DESCRIPTION OF THE TASK: Type out every line of the data again, exactly.

SUPPLIED MATERIAL:
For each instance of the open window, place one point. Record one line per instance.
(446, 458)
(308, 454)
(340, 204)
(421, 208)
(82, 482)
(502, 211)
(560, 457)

OUTPUT OF THE EXERCISE:
For each instance of the open window, place one point. Record one line per instance.
(446, 458)
(308, 454)
(340, 204)
(421, 208)
(82, 482)
(502, 211)
(560, 457)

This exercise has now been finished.